Carry on the article about the UCLA Anderson Forecast and California's post-vaccine economy from the point where it stops.
** Opening Provided text block **
Some Economists Predict Pent-Up Demand Will Drive California's Economy If Covid-19 Vaccine Can Be Distributed
A new forecast predicts the U.S. economy will get worse before it gets better. That’s the bad news.
The good news? UCLA economists making the forecast see much better days ahead once the COVID-19 vaccine is distributed. So good, in fact, that they’re comparing it to the rapid economic growth in a similar period from last century.
The Roaring Twenties, which also marked a period of significant social change, followed another devastating pandemic: The 1918 Flu.
Here’s what the latest UCLA Anderson Forecast quarterly report is forecasting:
A difficult next few months:
- slow growth for the U.S. economy
- high unemployment
- difficulty paying the bills for many people
But the report predicts a light at the end of the tunnel:
- an increase in the country’s gross domestic product (GDP) from 1.8% this quarter to a strong 6% towards the middle of 2021 and continued growth into 2022.
- Additionally, the report estimates that California’s unemployment rate will gradually improve, dropping from 8.9% in this quarter to 6.9% in 2021, 5.2% in 2022 and 4.4% in 2023.
The forecast comes with a big asterisk: it assumes mass distribution of the COVID-19 vaccine will succeed by the middle of next year. If that assumption holds, the economists anticipate a burst of pent-up consumer demand that will help the economy recover.
** Closing Provided text block **
** Opening Record set block **
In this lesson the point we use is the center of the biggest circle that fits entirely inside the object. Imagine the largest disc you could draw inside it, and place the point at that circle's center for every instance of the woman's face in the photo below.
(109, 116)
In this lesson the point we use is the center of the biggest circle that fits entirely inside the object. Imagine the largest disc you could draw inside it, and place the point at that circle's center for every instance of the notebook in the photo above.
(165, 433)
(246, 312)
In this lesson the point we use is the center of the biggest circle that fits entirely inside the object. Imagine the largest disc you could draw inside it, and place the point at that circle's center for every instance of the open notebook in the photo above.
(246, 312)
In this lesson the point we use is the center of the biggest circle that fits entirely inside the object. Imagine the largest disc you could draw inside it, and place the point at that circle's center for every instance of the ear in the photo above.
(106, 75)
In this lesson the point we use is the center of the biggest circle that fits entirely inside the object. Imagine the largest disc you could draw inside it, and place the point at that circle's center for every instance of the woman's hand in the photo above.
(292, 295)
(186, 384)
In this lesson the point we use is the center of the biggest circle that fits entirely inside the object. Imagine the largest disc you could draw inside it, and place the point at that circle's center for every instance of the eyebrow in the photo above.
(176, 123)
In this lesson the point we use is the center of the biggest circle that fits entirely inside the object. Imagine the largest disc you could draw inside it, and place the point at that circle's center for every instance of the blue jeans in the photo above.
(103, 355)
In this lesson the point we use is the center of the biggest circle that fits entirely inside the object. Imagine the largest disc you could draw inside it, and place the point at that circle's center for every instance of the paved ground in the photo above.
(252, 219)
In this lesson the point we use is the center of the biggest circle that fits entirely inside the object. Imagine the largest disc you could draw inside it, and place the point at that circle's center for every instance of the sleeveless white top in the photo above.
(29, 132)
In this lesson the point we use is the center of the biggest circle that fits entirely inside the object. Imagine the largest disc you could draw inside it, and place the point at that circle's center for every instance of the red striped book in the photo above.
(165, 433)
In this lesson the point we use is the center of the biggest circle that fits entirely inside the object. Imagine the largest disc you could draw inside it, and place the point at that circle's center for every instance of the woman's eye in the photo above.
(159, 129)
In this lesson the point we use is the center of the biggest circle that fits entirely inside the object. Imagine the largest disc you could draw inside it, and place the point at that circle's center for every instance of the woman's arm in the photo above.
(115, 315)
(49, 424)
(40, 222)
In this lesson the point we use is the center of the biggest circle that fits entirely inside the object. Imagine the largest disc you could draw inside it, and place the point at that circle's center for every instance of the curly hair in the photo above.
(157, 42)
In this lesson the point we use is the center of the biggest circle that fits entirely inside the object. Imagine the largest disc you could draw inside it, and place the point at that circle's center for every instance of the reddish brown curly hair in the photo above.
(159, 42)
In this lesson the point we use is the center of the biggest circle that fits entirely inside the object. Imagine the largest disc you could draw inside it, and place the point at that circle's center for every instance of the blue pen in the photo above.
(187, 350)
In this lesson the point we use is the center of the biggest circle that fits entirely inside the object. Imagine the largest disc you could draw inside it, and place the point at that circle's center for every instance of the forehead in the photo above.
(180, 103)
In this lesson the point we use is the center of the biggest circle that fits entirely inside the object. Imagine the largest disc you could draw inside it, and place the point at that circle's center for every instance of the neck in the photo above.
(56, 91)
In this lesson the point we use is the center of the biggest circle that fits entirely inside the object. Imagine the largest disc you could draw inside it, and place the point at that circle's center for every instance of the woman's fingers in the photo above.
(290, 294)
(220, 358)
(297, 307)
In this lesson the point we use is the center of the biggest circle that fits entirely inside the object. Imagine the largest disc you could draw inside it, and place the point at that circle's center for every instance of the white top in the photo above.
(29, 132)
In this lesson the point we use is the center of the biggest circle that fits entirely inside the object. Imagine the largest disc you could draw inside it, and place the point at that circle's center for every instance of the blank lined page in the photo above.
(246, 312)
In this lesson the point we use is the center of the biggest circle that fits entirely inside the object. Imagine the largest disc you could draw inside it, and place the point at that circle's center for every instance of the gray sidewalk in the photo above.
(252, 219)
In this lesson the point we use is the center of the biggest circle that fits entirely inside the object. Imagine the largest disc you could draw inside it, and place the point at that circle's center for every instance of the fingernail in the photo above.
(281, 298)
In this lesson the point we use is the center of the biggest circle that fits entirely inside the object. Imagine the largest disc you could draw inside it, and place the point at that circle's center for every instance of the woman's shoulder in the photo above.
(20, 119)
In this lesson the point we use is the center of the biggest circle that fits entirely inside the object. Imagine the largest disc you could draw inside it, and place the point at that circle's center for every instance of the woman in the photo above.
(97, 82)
** Closing Record set block **
▸ **Task output**:
Leila Bengali, an economist with the UCLA Anderson Forecast and co-author of the California section of its latest report, joined our newsroom’s local news and culture show, Take Two, to describe why mass vaccination could spark economic growth. Bengali told host A Martinez:
“Once that [vaccine distribution] happens, consumers will feel comfortable and safe and able to go out and consume services."
According to Bengali, California’s economy is expected to follow the country’s recovery as a whole, although there will be some differences when it comes to the unemployment rate. While travel-dependent industries such as leisure and hospitality could see a slower rebound, the forecast predicts the technology sectors, residential construction and logistics will make strong gains and lead the state’s recovery.